Your objective.
Retype the lines in the records below word for word, with no changes.

The records.

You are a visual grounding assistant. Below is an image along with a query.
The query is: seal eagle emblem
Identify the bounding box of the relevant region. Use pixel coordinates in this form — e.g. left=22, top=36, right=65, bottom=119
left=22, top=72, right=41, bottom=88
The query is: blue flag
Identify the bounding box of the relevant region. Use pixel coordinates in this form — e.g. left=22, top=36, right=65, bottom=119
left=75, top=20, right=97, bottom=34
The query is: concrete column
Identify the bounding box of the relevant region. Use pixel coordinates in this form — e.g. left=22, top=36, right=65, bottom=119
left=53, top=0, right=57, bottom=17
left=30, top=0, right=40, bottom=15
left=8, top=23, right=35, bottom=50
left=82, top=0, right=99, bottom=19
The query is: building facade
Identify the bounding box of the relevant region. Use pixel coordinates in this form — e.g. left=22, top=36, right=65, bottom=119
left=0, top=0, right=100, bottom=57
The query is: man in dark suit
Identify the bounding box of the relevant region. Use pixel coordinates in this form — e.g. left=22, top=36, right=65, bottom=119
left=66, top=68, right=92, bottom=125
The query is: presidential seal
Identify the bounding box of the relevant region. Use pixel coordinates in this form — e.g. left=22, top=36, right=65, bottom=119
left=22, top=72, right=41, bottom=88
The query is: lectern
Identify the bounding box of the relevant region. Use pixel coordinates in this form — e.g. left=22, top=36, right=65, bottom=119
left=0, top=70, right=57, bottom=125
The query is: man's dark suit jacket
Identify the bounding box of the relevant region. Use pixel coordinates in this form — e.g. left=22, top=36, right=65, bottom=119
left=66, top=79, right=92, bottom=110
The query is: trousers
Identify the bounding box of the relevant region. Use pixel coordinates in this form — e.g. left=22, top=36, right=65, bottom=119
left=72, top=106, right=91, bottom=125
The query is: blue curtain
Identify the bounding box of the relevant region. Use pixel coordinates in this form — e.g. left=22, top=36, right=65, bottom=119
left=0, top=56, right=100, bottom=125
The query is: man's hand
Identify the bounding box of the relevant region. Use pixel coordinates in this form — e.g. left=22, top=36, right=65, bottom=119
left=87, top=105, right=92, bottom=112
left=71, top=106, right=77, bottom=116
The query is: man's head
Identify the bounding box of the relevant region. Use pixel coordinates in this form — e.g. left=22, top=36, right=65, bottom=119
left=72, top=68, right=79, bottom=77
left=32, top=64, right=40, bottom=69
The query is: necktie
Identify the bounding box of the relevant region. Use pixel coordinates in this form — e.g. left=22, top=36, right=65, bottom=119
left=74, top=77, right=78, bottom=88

Reply to the task.
You are a visual grounding assistant. Below is an image along with a query.
The query is: seal eagle emblem
Identify the bounding box of the relevant region. Use pixel coordinates in this form — e.g. left=22, top=36, right=65, bottom=119
left=22, top=72, right=41, bottom=88
The query is: blue flag
Identify the bounding box of the relevant region. Use pixel coordinates in this form — e.g. left=22, top=36, right=65, bottom=119
left=75, top=20, right=97, bottom=34
The query is: concrete column
Identify the bounding box of the relevant region. Use pixel coordinates in this form — e.g. left=22, top=36, right=65, bottom=119
left=53, top=0, right=57, bottom=17
left=30, top=0, right=40, bottom=15
left=8, top=23, right=35, bottom=50
left=82, top=0, right=99, bottom=19
The query is: building facade
Identify the bounding box of the relevant region. Use pixel coordinates in this form — e.g. left=22, top=36, right=65, bottom=119
left=0, top=0, right=100, bottom=57
The query is: man in dark suit
Identify the bounding box of the relevant region. Use pixel coordinates in this form — e.g. left=22, top=36, right=65, bottom=119
left=66, top=68, right=92, bottom=125
The query is: presidential seal
Identify the bounding box of the relevant region. Use pixel coordinates in this form — e.g. left=22, top=36, right=65, bottom=119
left=22, top=72, right=41, bottom=88
The query is: lectern
Identify the bounding box of the relevant region. Use pixel coordinates in this form — e.g. left=22, top=36, right=65, bottom=119
left=0, top=70, right=57, bottom=125
The query is: man's dark suit jacket
Identify the bounding box of the relevant region. Use pixel coordinates in this form — e.g. left=22, top=36, right=65, bottom=119
left=66, top=79, right=92, bottom=110
The query is: trousers
Identify the bounding box of the relevant region. Use pixel coordinates in this form — e.g. left=22, top=36, right=65, bottom=119
left=72, top=106, right=91, bottom=125
The query is: blue curtain
Identify the bounding box of the relevant region. Use pixel coordinates in this form — e.g. left=22, top=36, right=65, bottom=119
left=0, top=56, right=100, bottom=125
The query is: man's hand
Identify the bounding box of the relevant region. Use pixel coordinates in this form — e.g. left=22, top=36, right=65, bottom=119
left=87, top=105, right=92, bottom=112
left=71, top=106, right=77, bottom=116
The query is: man's head
Identify the bounding box of the relevant region. Use pixel coordinates in this form — e.g. left=22, top=36, right=65, bottom=119
left=72, top=68, right=79, bottom=77
left=32, top=64, right=40, bottom=69
The query is: necktie
Identify the bounding box of the relevant region. Use pixel coordinates in this form — e.g. left=22, top=36, right=65, bottom=119
left=74, top=77, right=78, bottom=88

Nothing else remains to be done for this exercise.